Reproduce all of the entries below word for word, leaving out the pictures.

Start RAW RECORDS

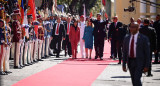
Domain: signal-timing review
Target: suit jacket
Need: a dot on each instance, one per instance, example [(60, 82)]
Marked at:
[(17, 32), (115, 32), (66, 26), (156, 25), (151, 34), (99, 28), (2, 37), (41, 33), (74, 35), (142, 51), (61, 31)]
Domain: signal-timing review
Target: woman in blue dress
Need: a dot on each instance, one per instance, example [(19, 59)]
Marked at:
[(88, 38)]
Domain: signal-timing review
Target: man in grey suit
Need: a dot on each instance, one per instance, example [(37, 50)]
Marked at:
[(136, 52)]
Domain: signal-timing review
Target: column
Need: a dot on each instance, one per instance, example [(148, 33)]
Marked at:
[(153, 9), (142, 8)]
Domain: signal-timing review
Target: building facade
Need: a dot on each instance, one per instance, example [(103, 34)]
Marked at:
[(141, 10)]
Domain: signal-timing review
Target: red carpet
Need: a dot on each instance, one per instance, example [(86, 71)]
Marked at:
[(79, 72)]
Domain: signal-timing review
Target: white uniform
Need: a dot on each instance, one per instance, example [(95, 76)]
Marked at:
[(82, 44)]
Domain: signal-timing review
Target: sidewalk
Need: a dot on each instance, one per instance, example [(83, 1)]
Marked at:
[(113, 75)]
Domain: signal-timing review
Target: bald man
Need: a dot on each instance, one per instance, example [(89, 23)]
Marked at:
[(136, 53)]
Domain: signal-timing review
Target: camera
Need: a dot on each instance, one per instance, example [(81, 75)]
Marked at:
[(129, 9)]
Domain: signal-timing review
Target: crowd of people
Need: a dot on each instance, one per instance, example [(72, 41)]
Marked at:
[(29, 43)]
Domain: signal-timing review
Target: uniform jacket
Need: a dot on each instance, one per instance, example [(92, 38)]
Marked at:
[(151, 34), (115, 32), (99, 28), (40, 33), (66, 26), (2, 37), (142, 51), (17, 32), (61, 31), (74, 35)]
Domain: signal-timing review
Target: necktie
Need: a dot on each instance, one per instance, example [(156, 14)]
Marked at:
[(132, 48), (57, 32), (68, 29)]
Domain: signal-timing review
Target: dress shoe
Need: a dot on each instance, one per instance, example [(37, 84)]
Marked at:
[(70, 55), (40, 60), (156, 62), (149, 75), (96, 57), (3, 73), (26, 64), (51, 54), (16, 67), (8, 72), (101, 58), (10, 58)]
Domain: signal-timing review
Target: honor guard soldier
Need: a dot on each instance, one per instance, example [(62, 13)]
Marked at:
[(17, 37), (40, 38), (57, 35), (3, 41), (26, 40), (8, 46), (47, 26), (30, 42)]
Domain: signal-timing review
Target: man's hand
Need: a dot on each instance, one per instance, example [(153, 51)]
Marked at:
[(83, 40), (145, 70), (106, 15), (124, 69), (155, 51), (51, 38), (109, 39), (90, 15)]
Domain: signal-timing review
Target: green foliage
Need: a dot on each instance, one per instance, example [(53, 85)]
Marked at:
[(76, 6)]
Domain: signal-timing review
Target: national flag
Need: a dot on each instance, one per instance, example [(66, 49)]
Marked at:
[(84, 11), (22, 10), (104, 2), (32, 10)]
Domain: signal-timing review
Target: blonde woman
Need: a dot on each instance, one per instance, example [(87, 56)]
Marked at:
[(88, 38)]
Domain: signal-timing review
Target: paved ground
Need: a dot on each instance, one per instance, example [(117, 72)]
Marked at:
[(111, 76)]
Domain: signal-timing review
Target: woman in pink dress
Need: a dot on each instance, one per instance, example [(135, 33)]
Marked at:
[(74, 37)]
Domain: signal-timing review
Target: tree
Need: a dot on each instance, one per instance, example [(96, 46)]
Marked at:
[(76, 6)]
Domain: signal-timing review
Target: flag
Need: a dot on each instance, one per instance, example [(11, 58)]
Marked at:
[(84, 11), (104, 2), (22, 10), (31, 9), (25, 21)]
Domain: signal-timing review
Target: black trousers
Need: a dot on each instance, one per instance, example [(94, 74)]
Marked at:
[(135, 72), (116, 48), (56, 43), (150, 64), (157, 56), (68, 45), (99, 46)]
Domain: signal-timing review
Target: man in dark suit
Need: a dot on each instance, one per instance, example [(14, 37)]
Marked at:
[(156, 25), (67, 44), (57, 34), (151, 34), (99, 35), (116, 35), (136, 53)]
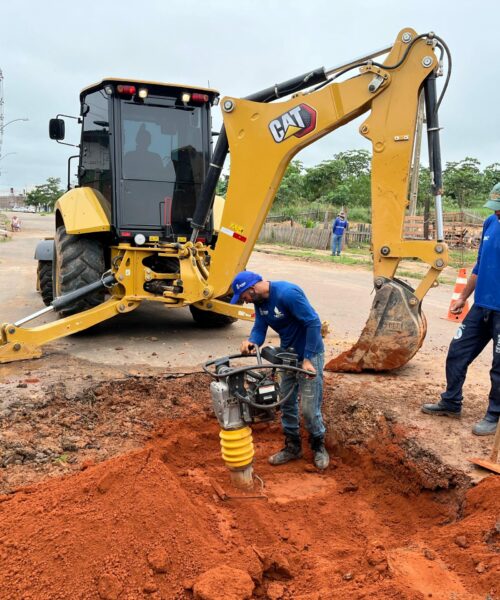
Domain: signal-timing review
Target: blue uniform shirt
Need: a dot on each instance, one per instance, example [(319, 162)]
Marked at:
[(288, 312), (339, 225), (487, 268)]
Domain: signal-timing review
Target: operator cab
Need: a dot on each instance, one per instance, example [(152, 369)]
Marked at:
[(146, 148)]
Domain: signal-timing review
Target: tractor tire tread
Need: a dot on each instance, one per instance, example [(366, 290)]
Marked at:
[(45, 281), (81, 263)]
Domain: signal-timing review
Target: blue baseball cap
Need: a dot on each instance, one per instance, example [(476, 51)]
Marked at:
[(241, 283)]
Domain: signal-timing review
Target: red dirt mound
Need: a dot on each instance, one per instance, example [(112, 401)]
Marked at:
[(148, 524)]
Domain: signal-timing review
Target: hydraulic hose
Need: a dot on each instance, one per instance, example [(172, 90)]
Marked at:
[(431, 111), (269, 94)]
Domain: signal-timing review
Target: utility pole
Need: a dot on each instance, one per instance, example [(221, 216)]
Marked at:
[(1, 111)]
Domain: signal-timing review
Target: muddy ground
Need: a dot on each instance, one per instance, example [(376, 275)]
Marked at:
[(113, 434)]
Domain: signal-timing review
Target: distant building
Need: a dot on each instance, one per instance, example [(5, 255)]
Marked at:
[(11, 200)]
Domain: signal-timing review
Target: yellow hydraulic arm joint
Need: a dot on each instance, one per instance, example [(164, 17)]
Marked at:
[(18, 343)]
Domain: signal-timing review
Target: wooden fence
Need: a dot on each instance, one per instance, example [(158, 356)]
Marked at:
[(317, 237), (458, 233)]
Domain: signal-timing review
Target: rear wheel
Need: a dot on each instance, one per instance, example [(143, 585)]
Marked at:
[(208, 319), (78, 261), (44, 275)]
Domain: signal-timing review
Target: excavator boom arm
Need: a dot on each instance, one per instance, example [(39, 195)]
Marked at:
[(264, 137)]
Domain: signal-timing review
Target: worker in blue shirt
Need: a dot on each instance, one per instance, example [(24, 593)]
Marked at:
[(284, 307), (340, 225), (480, 326)]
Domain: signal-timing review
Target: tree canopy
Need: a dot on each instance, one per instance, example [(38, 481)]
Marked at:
[(44, 196)]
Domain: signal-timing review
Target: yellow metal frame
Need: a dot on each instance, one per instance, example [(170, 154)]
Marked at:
[(84, 210), (131, 274), (258, 163)]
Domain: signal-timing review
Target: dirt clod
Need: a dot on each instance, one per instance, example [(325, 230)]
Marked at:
[(223, 583), (109, 587), (158, 560), (275, 591)]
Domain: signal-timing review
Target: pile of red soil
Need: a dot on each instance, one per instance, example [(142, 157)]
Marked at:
[(149, 524)]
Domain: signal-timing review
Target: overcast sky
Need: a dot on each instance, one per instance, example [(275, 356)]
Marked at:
[(50, 50)]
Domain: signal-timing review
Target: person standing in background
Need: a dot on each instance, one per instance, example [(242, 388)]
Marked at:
[(340, 225)]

End RAW RECORDS

THE ANSWER >>
Domain: signal-timing review
Target: suit jacket
Need: a dot on each instance, one per instance, example [(60, 82)]
Marked at:
[(17, 32), (115, 32), (66, 26), (156, 25), (151, 34), (99, 28), (2, 37), (41, 33), (74, 35), (142, 51), (61, 31)]
Domain: signal-timing review
Target: woman in blue dress
Need: a dot on each instance, one per instance, example [(19, 59)]
Marked at:
[(88, 38)]
Domain: signal-timing review
Target: man in grey suit
Need: a dot on each instance, one per instance, example [(37, 50)]
Marked at:
[(136, 52)]
Domain: signal-timing review
Target: column
Need: a dot on each instance, one per instance, example [(148, 33)]
Marked at:
[(153, 9), (142, 8)]
Domain: signal-timing review
Target: building facade
Need: a dot on each instance, one per instance, example [(103, 34)]
Marked at:
[(141, 10)]
Domain: signal-timing review
Target: red carpet
Need: a dot on each instance, one per instance, example [(86, 71)]
Marked at:
[(79, 72)]
Domain: signal-timing review
Target: white uniform
Need: a dot on each instance, one per instance, example [(95, 76)]
Marked at:
[(82, 44)]
Domain: signal-timing review
Target: sidewalk
Need: a dot on each instance, one per instance, example [(83, 1)]
Marked at:
[(113, 75)]
Domain: signal-timing review
Target: bald man
Need: a dot on each instance, one per instance, example [(89, 23)]
Marked at:
[(136, 53)]
Domain: signal-timing review
Target: camera
Need: a dot on each instance, one per instance, example [(81, 75)]
Marked at:
[(129, 9)]
Domain: signal-timing review
Target: crowd of people
Need: a dot on each instance, one per instance, example [(72, 41)]
Marked at:
[(29, 43)]
Domain: signal-timing review
Target: uniform jacket
Need: a dot on each instance, one per instance, example [(92, 38)]
Marked at:
[(151, 34), (115, 32), (99, 28), (40, 33), (66, 26), (2, 37), (142, 51), (17, 32), (61, 31), (74, 35)]
Domain: signal-timing review
Target: necktie
Need: a dot on each instance, one per instance, example [(156, 14)]
Marked at:
[(132, 48), (57, 32), (68, 29)]
Domain: signal-timing review
Target: dress shoe
Need: a dot on each instance, one per instance, example [(37, 84)]
Marked at:
[(70, 55), (40, 60), (156, 62), (149, 75), (96, 57), (3, 73), (26, 64), (51, 54), (16, 67), (8, 72), (101, 58), (10, 58)]
Domain: signal-timing review
Target: honor guard soldier
Need: a dot on each instance, one per instance, example [(62, 13)]
Marked at:
[(17, 37), (40, 38), (57, 35), (3, 41), (26, 40), (8, 46), (47, 26), (30, 42)]
Domain: signal-timing review
Target: man's hand
Need: a dot on each instance, one per instance, example [(153, 51)]
Marked at:
[(83, 40), (145, 70), (106, 15), (124, 69), (155, 51), (51, 38), (109, 39), (90, 15)]
Domain: signal-timing review
Target: green foliage
Need: a dot on each instance, one per instance, example [(53, 85)]
Marked at:
[(76, 6)]
Domain: signal-timing review
Target: national flag
Need: a dot on each instance, one per instance, example [(66, 49)]
Marked at:
[(84, 11), (22, 10), (104, 2), (32, 10)]
Domain: signal-timing review
Target: blonde woman
Need: a dot on each instance, one per instance, example [(87, 56)]
Marked at:
[(88, 38)]
Domain: signal-timing review
Target: paved ground
Need: a dot on each instance, one per instance, example [(117, 72)]
Marked at:
[(111, 76)]
Domain: signal-timing review
Target: woman in pink dress
Need: a dot on each instance, one per instance, example [(135, 33)]
Marked at:
[(74, 37)]
Domain: signal-timing review
Target: tree
Need: a dot on each instance, one per instance, example [(96, 46)]
Marked at:
[(76, 6)]
Domain: signal-timing review
Target: flag
Need: a dot on each instance, one per instance, example [(11, 58)]
Marked at:
[(84, 11), (104, 2), (22, 10), (31, 9), (25, 21)]
Domain: signal-timing review
Target: black trousers
Need: a dot on each instance, one per instance, example [(94, 74)]
Marked at:
[(135, 72), (116, 48), (56, 43), (150, 64), (157, 56), (68, 45), (99, 46)]
Domain: signal-timing review
Target: man in dark suit
Need: a dot on each instance, one per instance, example [(14, 37)]
Marked at:
[(156, 25), (67, 44), (57, 34), (151, 34), (99, 35), (116, 35), (136, 53)]
Domain: signal-timing review
Target: blue uniform shirt
Need: a dot on each instance, one per instance, example [(319, 162)]
Marked at:
[(288, 312), (339, 225), (487, 268)]
Domain: signal-timing review
Target: operator cab
Need: a dot on each instance, one per instance, example [(152, 369)]
Marked at:
[(146, 148)]
Domain: signal-timing review
Target: tractor tire tread
Need: a dot on each instance, one per instance, example [(366, 290)]
Marked at:
[(45, 281), (81, 263)]
Domain: signal-timing review
Target: blue baseball cap
Need: a dot on each instance, one per instance, example [(476, 51)]
Marked at:
[(241, 283)]
Domain: signal-timing review
Target: red dirt mound
Need: a dot on each instance, one per instance, example [(112, 401)]
Marked at:
[(148, 524)]
Domain: signal-timing review
Target: hydraulic hose
Need: a dot on each instance, one per instance, example [(172, 90)]
Marked at:
[(431, 111), (269, 94)]
Domain: signal-timing review
Target: utility pole
Need: a dot on each instance, one per instance, example [(221, 216)]
Marked at:
[(1, 111)]
Domain: signal-timing review
Target: muddy ground
Need: a dot on each instance, one per instance, example [(376, 275)]
Marked at:
[(113, 434)]
Domain: signal-timing review
Target: distant building
Need: a dot on each instance, one per instance, example [(5, 255)]
Marked at:
[(11, 200)]
Domain: signal-timing review
Target: yellow hydraulic arm joint
Need: a dot on each instance, one per instance, example [(164, 17)]
Marked at:
[(18, 343)]
Domain: signal-timing review
Target: wooden fence
Need: a dot on each instance, one per instance, example [(158, 356)]
Marked at:
[(317, 237), (458, 233)]
Domain: signal-timing review
Target: rear wheel
Need: a dot on each instance, one per instance, example [(143, 585)]
Marked at:
[(208, 319), (78, 261), (44, 275)]
Domain: signal-timing review
Target: excavator boom arm
Need: a dot on each instance, one per instance, example [(39, 195)]
Marked at:
[(264, 137)]
Domain: signal-timing review
Target: worker in blue shirt
Need: a dot on each instance, one per instance, example [(24, 593)]
Marked at:
[(284, 307), (340, 225), (480, 326)]
Domain: signal-timing review
Target: tree canopy
Need: a dot on each instance, one per instance, example [(38, 481)]
Marked at:
[(44, 196)]
Domain: signal-timing review
Target: yellow metal frame
Need: a dot on each instance, one per instance, example [(170, 154)]
Marked at:
[(84, 210), (131, 274), (258, 163)]
Domain: signal-timing review
Target: dirt clod
Need: a dot on each instance, one per instance, example [(325, 230)]
Marked at:
[(223, 583), (109, 587), (158, 560), (275, 591)]
Domain: signal-timing review
Target: pile of red soil
Need: a dot on each instance, one per instance, example [(142, 157)]
Marked at:
[(149, 524)]
Domain: signal-timing review
Target: overcast sky
Need: a dot on each instance, one per instance, example [(275, 356)]
Marked at:
[(50, 50)]
Domain: signal-timing review
Target: person standing in background
Need: a dot on each instance, one per instance, example [(242, 388)]
Marked at:
[(340, 225)]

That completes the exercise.